Supplied records:
========================================================================

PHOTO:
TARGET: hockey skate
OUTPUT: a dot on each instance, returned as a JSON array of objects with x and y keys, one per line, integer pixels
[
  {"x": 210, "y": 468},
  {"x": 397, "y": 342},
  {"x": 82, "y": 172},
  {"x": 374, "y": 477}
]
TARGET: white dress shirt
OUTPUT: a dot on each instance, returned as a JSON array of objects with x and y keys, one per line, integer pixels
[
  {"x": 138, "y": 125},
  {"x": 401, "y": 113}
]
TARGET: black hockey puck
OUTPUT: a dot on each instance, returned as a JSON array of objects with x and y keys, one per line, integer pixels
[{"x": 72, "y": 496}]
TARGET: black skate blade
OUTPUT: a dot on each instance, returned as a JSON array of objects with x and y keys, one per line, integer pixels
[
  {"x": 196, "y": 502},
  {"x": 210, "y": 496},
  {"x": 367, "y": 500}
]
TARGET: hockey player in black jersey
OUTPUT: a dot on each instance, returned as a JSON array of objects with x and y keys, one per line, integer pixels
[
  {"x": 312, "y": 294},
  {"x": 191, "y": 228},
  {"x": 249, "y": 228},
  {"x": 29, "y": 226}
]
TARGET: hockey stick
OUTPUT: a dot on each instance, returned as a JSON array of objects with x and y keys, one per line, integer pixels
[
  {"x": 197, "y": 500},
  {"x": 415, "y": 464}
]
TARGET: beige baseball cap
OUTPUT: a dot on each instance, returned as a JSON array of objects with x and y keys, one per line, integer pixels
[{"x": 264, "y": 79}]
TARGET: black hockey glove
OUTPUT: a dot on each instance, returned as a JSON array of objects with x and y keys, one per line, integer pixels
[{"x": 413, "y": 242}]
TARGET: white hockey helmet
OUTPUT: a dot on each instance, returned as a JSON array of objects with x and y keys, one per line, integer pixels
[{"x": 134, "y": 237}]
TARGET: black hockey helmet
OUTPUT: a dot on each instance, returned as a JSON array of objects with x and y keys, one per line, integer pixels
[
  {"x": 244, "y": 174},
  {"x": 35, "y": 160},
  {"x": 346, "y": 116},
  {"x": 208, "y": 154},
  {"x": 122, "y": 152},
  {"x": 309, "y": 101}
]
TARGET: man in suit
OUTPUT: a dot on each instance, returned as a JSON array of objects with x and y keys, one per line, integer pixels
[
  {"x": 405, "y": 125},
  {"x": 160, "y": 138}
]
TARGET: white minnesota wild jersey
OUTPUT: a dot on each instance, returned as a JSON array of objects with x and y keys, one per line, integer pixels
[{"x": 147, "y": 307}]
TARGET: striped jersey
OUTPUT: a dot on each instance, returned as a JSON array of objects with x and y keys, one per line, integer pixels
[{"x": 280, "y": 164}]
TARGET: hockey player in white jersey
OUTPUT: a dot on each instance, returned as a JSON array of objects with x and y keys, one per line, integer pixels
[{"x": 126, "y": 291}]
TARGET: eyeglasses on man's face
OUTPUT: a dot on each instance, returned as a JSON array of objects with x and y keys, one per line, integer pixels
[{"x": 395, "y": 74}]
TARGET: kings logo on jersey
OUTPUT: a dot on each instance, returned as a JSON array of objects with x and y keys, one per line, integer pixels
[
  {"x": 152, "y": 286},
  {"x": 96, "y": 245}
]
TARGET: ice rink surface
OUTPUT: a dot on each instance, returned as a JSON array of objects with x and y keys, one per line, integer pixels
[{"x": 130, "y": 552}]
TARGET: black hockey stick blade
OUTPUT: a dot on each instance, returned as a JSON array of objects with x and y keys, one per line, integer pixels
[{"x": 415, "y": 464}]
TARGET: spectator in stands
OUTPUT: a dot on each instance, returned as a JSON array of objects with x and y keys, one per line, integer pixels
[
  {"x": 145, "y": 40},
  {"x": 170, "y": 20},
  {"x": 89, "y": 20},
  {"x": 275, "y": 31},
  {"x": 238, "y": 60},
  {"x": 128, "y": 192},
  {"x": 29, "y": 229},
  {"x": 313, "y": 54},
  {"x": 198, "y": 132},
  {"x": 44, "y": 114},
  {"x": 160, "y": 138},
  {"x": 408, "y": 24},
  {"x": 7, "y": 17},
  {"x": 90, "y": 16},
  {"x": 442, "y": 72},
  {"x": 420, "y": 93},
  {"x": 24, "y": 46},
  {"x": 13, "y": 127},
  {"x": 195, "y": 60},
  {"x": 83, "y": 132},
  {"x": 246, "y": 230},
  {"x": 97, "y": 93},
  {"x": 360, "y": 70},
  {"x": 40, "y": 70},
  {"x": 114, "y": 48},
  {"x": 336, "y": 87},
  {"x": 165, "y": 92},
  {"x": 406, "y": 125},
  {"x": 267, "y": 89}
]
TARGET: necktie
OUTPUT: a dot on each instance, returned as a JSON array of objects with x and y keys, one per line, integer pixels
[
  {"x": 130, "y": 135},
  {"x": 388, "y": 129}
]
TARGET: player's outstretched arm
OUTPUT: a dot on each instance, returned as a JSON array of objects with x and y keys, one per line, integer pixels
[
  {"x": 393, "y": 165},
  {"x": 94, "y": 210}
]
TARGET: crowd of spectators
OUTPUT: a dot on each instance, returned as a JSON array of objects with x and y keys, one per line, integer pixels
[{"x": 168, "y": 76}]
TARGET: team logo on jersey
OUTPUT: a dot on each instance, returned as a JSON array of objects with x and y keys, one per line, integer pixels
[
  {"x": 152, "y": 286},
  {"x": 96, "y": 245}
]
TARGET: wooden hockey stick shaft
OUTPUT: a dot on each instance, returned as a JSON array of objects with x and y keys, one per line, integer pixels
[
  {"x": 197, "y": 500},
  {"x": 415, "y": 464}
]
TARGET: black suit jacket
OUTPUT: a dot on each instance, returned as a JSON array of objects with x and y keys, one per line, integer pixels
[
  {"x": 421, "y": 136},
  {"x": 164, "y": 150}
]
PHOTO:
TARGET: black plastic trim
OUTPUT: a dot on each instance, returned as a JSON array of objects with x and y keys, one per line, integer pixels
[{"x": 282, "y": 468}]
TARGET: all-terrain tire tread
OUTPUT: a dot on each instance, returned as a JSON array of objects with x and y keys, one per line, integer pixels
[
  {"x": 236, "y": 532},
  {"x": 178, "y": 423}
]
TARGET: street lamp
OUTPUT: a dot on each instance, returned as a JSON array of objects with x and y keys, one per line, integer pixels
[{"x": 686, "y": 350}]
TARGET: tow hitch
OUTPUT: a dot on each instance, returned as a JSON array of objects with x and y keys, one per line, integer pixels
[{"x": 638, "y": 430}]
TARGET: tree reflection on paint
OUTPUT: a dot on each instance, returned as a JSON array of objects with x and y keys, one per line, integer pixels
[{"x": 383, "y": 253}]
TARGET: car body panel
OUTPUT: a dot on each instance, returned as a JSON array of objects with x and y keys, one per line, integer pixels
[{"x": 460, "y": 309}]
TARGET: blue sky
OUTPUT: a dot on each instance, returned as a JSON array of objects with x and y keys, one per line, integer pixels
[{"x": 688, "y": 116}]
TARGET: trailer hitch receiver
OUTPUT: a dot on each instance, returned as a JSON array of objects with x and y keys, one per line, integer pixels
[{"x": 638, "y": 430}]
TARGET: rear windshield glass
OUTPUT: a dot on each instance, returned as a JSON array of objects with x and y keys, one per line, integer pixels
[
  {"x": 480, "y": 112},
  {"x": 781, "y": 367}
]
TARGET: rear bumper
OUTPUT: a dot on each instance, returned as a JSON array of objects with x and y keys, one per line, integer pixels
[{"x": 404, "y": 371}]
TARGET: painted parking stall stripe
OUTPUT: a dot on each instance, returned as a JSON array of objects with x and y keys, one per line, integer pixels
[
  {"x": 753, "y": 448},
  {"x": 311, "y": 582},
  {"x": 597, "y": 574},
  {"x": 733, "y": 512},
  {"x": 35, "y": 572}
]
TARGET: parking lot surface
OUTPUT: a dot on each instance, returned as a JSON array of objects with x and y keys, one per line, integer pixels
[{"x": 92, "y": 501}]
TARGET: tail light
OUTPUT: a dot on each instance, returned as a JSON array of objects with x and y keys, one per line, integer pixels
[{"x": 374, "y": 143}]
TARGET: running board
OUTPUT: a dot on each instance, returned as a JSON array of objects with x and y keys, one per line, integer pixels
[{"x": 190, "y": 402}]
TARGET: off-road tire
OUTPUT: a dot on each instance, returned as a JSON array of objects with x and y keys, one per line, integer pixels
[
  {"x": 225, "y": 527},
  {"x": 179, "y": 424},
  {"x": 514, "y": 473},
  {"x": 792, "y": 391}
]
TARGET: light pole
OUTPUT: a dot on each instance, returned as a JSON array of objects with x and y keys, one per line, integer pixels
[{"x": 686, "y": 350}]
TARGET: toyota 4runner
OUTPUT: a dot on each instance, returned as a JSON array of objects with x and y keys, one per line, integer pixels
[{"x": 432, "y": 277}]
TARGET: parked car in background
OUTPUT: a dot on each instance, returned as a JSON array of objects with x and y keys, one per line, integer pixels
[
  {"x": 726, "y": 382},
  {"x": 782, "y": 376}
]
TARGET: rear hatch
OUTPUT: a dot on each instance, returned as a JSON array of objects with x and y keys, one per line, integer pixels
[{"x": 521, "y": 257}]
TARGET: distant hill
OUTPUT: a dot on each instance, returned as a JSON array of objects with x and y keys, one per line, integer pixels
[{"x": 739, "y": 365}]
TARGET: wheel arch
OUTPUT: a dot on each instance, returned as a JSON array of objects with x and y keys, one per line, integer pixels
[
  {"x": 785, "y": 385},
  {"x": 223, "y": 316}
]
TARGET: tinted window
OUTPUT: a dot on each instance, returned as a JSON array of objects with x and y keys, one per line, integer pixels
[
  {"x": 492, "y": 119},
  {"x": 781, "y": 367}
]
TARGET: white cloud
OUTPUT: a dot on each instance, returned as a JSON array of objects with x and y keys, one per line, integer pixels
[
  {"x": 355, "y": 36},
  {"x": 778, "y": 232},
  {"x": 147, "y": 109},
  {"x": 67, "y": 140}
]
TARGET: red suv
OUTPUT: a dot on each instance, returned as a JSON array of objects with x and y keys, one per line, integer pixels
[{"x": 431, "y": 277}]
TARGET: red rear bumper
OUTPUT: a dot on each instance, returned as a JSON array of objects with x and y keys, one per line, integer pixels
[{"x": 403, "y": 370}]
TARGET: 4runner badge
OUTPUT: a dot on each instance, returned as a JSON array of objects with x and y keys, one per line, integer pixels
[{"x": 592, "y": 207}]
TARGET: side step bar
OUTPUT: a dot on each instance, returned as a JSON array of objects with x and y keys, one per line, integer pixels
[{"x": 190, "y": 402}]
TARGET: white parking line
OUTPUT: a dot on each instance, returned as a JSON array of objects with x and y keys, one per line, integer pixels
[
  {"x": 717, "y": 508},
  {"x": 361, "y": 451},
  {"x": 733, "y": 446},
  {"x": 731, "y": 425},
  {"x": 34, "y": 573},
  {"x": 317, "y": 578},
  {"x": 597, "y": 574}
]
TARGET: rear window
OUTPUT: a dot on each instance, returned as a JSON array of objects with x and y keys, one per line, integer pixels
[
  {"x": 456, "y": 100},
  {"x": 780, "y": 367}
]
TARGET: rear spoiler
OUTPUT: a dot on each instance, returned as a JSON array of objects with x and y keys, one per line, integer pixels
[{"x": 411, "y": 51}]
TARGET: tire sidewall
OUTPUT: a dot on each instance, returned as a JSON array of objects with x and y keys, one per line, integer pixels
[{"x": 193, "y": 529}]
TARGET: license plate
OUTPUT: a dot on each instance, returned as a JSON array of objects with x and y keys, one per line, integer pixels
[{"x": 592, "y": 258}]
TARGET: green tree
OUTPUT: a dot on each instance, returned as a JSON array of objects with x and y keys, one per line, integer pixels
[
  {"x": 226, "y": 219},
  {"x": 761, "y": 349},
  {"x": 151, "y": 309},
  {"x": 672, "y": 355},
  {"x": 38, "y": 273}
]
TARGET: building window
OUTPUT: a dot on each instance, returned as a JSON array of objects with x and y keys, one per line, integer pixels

========================================================================

Instructions to follow: Rewrite the rows from the line containing "TARGET: green tree" through the last row, changing "integer pixels" to "whole-number pixels" and leaving everything else as it is.

Answer below:
TARGET: green tree
OUTPUT: a dot on each instance, returned as a JSON array of objects with x and y keys, one per line, whole-number pixels
[
  {"x": 226, "y": 219},
  {"x": 761, "y": 349},
  {"x": 151, "y": 309},
  {"x": 672, "y": 355},
  {"x": 38, "y": 273}
]
TARGET: building window
OUTPUT: a dot on each instance, returned as a JSON array of objects with x and y keys, one per line, whole-number pixels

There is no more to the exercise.